_What needs to be done:_
Look below for the line holding "Task: mark the innermost point of each instance of the gabled" and the line holding "Target: sunroom". Repeat those two and everything between, exactly.
[[ Given information, beginning ]]
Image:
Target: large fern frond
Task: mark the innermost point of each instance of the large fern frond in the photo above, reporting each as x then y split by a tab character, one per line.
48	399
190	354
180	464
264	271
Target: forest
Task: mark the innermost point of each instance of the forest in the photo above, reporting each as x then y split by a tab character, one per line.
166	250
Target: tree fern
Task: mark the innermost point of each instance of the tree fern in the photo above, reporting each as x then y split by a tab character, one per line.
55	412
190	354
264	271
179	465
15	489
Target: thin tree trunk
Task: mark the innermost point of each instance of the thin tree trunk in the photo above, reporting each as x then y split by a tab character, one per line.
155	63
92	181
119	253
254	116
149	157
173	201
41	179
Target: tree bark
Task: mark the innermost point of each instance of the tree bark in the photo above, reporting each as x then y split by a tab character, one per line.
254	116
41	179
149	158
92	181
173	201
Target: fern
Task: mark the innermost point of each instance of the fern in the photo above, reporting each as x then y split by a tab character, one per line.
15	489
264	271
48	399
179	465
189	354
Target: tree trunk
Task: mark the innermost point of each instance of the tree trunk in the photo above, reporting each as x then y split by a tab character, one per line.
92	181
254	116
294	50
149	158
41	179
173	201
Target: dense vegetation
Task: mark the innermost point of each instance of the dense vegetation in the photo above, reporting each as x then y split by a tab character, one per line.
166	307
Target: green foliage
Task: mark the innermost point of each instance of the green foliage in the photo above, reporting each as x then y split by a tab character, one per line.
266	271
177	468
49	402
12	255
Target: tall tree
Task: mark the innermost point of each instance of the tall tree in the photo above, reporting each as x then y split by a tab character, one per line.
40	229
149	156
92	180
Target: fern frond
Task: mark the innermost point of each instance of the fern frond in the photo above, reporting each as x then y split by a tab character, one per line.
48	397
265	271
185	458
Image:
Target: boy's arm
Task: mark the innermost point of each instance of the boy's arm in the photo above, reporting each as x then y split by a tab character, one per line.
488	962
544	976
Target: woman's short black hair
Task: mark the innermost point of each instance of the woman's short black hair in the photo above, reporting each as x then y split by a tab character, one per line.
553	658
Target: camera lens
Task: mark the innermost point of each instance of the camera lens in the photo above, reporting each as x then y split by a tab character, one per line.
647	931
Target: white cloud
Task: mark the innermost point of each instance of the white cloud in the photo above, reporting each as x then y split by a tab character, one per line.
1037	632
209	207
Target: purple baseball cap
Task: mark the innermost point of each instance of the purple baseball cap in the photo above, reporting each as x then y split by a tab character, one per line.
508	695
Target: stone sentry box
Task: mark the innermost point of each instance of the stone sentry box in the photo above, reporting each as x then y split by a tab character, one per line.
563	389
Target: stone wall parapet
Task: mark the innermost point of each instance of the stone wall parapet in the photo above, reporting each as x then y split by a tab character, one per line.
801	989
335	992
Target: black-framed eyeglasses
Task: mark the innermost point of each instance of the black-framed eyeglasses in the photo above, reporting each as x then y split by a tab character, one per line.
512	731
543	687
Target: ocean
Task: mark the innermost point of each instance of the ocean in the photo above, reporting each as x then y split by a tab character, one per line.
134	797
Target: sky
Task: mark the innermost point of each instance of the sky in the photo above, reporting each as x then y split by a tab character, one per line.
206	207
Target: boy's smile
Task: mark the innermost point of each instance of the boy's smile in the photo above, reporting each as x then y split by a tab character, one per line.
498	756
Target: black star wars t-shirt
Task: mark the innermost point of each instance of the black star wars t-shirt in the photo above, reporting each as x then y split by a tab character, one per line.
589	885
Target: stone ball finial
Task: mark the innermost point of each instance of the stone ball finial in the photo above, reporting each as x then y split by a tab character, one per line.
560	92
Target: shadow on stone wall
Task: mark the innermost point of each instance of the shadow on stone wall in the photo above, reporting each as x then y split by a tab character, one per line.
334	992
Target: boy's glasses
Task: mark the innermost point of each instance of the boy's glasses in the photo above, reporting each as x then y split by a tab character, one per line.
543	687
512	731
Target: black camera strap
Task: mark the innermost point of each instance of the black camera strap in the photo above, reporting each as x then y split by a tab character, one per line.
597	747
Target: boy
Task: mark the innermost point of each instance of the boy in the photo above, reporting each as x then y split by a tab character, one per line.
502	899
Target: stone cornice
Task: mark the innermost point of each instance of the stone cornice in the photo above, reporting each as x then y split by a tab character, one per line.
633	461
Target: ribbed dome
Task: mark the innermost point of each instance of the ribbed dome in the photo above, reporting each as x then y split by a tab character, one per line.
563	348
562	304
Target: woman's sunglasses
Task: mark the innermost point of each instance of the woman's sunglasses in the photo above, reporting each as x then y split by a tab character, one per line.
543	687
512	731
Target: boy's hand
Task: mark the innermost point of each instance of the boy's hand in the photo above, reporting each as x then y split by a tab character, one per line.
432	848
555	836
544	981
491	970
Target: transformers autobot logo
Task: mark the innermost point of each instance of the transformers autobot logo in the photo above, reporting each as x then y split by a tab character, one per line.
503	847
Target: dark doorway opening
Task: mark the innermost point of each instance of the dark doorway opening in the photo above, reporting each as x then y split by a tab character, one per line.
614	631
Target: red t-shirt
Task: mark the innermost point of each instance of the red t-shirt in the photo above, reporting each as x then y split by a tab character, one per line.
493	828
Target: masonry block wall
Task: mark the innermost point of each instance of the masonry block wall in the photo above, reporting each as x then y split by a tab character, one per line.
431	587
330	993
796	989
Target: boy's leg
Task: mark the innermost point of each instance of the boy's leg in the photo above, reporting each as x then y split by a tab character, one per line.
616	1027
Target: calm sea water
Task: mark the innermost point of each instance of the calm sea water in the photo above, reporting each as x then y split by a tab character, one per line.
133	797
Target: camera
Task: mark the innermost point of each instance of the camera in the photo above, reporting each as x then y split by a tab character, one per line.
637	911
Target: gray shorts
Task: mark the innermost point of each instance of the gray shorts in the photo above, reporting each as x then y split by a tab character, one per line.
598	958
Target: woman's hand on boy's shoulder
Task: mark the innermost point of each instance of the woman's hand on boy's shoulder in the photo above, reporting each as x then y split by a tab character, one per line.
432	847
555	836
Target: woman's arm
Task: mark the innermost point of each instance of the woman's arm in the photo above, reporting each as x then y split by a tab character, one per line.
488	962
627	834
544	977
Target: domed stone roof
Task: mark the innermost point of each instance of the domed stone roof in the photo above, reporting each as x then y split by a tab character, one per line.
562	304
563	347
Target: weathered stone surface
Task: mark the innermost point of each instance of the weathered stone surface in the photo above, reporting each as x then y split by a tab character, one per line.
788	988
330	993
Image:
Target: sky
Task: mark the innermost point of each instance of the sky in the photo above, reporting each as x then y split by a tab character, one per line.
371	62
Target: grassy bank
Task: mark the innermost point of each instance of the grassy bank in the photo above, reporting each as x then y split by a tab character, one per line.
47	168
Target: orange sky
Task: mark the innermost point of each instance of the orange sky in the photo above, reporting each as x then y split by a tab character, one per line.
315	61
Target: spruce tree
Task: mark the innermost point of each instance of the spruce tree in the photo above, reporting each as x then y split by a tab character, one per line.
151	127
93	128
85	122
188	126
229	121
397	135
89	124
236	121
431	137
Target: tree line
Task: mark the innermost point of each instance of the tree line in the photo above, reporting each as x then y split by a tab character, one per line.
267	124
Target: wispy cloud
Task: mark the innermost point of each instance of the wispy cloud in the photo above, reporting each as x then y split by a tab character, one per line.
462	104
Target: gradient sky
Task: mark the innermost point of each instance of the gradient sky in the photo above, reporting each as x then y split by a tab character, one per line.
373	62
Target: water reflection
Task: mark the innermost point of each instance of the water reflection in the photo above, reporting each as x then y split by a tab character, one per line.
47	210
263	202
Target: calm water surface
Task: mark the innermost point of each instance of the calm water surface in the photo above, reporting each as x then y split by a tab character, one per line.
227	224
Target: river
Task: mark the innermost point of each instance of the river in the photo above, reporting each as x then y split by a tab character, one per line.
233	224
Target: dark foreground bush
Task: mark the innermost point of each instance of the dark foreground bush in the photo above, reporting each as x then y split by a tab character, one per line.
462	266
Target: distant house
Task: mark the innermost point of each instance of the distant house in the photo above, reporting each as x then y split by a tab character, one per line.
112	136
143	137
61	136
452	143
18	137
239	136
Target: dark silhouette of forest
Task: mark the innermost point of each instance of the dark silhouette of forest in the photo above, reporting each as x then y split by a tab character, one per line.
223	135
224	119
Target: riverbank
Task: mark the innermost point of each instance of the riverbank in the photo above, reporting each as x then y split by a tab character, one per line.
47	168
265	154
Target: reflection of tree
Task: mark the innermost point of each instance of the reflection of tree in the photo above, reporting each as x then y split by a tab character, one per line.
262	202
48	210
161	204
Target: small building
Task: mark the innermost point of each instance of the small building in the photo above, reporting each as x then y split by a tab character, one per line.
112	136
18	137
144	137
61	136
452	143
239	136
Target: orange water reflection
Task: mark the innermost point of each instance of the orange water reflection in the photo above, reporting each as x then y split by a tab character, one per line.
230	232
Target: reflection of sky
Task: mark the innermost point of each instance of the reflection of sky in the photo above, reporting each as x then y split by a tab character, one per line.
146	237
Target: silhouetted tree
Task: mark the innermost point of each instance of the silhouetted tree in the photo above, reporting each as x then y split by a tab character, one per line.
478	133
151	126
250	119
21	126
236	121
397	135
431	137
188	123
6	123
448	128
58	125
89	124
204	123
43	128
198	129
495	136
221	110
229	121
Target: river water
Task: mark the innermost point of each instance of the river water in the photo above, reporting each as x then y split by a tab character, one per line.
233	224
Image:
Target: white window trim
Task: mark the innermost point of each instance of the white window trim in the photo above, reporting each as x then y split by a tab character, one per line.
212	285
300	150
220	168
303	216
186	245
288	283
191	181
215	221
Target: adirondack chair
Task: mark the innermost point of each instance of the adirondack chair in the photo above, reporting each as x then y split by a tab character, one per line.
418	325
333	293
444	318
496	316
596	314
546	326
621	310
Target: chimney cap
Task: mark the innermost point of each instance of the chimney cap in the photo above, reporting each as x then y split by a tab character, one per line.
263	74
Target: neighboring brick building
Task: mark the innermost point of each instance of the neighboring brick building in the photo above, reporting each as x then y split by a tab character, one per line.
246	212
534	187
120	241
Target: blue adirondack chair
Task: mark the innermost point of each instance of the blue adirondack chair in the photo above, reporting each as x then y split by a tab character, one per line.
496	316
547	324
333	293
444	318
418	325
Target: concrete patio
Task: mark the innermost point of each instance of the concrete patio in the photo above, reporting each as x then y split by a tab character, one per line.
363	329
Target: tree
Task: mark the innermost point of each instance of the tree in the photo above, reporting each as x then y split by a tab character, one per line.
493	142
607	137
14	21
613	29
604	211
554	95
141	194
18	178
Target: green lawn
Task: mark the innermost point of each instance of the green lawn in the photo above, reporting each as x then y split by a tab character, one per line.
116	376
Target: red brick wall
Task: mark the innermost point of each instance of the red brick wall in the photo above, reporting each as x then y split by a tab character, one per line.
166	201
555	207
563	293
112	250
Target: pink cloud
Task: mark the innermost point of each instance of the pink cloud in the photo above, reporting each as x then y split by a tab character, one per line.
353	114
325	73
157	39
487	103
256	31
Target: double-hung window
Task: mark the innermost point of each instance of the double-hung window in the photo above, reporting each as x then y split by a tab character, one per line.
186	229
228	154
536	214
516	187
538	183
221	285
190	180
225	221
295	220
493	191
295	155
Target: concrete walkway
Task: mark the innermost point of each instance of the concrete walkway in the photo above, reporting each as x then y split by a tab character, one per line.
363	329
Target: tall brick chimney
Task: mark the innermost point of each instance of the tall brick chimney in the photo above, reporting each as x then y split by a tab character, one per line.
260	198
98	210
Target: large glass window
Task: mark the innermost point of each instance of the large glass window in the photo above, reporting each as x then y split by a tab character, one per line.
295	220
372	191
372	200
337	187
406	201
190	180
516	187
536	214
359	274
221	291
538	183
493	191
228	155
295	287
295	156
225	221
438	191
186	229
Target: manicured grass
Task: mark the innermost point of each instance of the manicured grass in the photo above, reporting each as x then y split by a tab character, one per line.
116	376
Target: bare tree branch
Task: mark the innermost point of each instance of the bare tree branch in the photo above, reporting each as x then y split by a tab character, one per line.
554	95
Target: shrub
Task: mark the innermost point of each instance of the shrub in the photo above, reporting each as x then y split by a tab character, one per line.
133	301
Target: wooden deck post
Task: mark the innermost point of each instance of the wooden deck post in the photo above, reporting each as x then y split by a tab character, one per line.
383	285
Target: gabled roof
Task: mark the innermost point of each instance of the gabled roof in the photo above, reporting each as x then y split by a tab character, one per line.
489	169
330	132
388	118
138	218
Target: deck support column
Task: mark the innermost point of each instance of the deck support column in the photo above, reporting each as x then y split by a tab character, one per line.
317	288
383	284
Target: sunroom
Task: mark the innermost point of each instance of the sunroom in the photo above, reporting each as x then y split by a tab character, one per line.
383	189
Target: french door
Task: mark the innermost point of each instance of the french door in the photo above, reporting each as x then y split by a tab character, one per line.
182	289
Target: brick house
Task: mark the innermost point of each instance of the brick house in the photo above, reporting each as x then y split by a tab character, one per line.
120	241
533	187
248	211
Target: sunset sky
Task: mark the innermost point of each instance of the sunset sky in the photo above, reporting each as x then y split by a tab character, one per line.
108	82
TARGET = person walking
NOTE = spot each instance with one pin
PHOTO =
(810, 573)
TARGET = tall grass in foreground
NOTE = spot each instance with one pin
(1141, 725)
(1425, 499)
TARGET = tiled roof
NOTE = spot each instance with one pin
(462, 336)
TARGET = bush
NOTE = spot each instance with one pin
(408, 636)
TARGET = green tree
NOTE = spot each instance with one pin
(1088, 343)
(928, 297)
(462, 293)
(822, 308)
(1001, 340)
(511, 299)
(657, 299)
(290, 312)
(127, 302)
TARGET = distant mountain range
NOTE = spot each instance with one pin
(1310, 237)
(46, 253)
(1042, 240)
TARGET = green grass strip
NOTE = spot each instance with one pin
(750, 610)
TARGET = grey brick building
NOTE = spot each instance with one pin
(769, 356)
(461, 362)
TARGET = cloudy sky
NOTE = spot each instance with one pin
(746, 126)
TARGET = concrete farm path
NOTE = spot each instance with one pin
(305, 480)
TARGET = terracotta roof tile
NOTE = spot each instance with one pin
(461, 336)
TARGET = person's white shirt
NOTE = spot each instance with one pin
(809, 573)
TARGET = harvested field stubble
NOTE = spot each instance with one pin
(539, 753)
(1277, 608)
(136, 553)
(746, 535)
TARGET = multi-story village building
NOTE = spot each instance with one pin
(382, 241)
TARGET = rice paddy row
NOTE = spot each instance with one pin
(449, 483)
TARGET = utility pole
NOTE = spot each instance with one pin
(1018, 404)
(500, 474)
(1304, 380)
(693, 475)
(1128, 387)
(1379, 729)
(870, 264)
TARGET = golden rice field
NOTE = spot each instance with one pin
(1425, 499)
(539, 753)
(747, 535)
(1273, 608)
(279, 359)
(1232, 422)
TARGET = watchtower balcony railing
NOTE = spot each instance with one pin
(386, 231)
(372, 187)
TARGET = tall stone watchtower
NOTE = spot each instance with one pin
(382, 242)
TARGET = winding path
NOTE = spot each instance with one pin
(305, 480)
[[ Given information, end ]]
_Reply:_
Task: mark the innermost point of each instance of the gabled roof in the photo above, reporting each as x then y split by a tab character, one per line.
489	169
330	132
388	118
138	218
Target: deck support column
Task: mark the innermost point of each instance of the deck support column in the photo above, reporting each as x then y split by a tab character, one per line.
317	288
383	284
Target: sunroom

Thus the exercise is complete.